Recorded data
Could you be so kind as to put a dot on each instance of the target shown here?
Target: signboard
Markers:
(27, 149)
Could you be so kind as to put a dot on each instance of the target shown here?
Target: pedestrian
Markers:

#### EXERCISE BRIEF:
Could you extract every line of the listing above and reproduce each one without any change?

#### EXERCISE ANSWER:
Could you be so kind as to put a dot on each instance of the target shown here?
Target: signboard
Markers:
(27, 149)
Could you be so kind as to put a dot on each instance of the target shown here?
Target: pedestrian
Markers:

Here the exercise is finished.